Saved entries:
···

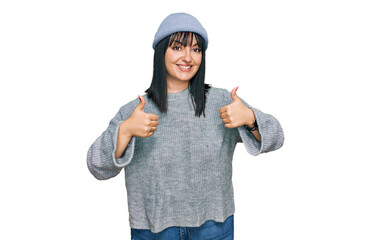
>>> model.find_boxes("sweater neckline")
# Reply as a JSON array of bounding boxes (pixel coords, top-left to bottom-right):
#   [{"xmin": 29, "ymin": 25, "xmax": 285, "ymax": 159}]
[{"xmin": 167, "ymin": 87, "xmax": 190, "ymax": 101}]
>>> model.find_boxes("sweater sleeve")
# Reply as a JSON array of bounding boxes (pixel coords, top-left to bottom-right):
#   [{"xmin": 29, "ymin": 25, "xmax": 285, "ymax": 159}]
[
  {"xmin": 86, "ymin": 104, "xmax": 137, "ymax": 180},
  {"xmin": 223, "ymin": 90, "xmax": 284, "ymax": 156}
]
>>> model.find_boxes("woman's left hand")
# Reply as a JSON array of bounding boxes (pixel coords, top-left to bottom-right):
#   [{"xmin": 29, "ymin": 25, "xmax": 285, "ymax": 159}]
[{"xmin": 219, "ymin": 86, "xmax": 256, "ymax": 128}]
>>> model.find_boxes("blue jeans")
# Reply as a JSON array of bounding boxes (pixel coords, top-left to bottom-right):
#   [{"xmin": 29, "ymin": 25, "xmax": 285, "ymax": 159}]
[{"xmin": 131, "ymin": 215, "xmax": 234, "ymax": 240}]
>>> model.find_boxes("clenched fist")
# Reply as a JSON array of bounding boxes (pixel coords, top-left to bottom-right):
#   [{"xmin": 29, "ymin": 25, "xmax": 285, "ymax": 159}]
[{"xmin": 218, "ymin": 86, "xmax": 256, "ymax": 128}]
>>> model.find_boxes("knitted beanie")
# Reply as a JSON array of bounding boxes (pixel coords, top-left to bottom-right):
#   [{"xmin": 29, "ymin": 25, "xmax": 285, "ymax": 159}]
[{"xmin": 152, "ymin": 12, "xmax": 208, "ymax": 50}]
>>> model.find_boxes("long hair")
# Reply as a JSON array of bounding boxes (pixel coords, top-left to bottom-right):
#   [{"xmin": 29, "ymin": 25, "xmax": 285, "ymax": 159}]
[{"xmin": 145, "ymin": 31, "xmax": 211, "ymax": 117}]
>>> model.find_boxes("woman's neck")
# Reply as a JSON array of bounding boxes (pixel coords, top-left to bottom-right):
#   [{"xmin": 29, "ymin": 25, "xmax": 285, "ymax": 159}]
[{"xmin": 167, "ymin": 80, "xmax": 190, "ymax": 93}]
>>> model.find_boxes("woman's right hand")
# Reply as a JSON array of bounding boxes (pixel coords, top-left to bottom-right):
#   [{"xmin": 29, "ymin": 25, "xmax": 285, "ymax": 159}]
[{"xmin": 120, "ymin": 95, "xmax": 159, "ymax": 138}]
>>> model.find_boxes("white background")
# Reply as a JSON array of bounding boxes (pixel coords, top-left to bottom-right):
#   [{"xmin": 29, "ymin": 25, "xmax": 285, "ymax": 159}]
[{"xmin": 1, "ymin": 0, "xmax": 370, "ymax": 239}]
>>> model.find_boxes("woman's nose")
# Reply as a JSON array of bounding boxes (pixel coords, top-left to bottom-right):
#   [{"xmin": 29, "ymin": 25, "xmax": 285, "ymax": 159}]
[{"xmin": 182, "ymin": 48, "xmax": 192, "ymax": 62}]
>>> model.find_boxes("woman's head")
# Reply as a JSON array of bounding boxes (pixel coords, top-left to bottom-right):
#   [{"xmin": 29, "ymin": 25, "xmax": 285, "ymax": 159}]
[
  {"xmin": 145, "ymin": 13, "xmax": 211, "ymax": 117},
  {"xmin": 153, "ymin": 13, "xmax": 208, "ymax": 86}
]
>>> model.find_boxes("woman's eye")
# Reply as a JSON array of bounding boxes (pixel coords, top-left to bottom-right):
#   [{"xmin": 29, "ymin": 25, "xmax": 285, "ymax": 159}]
[
  {"xmin": 194, "ymin": 48, "xmax": 202, "ymax": 53},
  {"xmin": 173, "ymin": 46, "xmax": 181, "ymax": 50}
]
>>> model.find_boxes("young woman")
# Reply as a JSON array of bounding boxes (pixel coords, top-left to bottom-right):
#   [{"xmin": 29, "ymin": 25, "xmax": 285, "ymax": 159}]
[{"xmin": 87, "ymin": 12, "xmax": 284, "ymax": 240}]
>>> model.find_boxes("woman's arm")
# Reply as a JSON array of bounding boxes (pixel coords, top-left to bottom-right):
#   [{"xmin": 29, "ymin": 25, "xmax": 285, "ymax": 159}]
[
  {"xmin": 237, "ymin": 102, "xmax": 284, "ymax": 156},
  {"xmin": 242, "ymin": 107, "xmax": 262, "ymax": 142},
  {"xmin": 86, "ymin": 105, "xmax": 137, "ymax": 180},
  {"xmin": 221, "ymin": 88, "xmax": 284, "ymax": 156},
  {"xmin": 115, "ymin": 120, "xmax": 133, "ymax": 158},
  {"xmin": 250, "ymin": 129, "xmax": 261, "ymax": 142}
]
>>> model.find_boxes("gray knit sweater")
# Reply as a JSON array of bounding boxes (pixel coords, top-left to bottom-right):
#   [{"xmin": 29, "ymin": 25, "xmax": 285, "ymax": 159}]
[{"xmin": 86, "ymin": 86, "xmax": 284, "ymax": 233}]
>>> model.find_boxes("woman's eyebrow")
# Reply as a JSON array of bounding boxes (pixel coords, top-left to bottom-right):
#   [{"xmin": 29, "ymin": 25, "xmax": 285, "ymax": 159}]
[{"xmin": 173, "ymin": 40, "xmax": 200, "ymax": 47}]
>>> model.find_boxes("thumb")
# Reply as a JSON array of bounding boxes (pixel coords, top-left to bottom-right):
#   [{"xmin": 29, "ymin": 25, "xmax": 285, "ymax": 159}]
[
  {"xmin": 231, "ymin": 86, "xmax": 240, "ymax": 102},
  {"xmin": 136, "ymin": 95, "xmax": 146, "ymax": 111}
]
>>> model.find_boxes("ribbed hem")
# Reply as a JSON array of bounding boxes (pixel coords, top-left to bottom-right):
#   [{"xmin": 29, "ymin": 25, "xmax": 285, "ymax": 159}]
[{"xmin": 129, "ymin": 210, "xmax": 235, "ymax": 234}]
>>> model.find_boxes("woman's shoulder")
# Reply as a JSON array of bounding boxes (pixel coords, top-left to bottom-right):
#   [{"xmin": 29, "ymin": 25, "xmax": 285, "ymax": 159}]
[
  {"xmin": 207, "ymin": 86, "xmax": 230, "ymax": 99},
  {"xmin": 115, "ymin": 96, "xmax": 142, "ymax": 117},
  {"xmin": 208, "ymin": 85, "xmax": 229, "ymax": 93}
]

···

▸ **TASK DETAILS**: Some lines in the data above hold the string "hand". Find and copy each of them.

▸ **SOLUTION TO THIS PROBLEM**:
>>> model.find_boxes("woman's left hand")
>>> model.find_boxes("woman's right hand")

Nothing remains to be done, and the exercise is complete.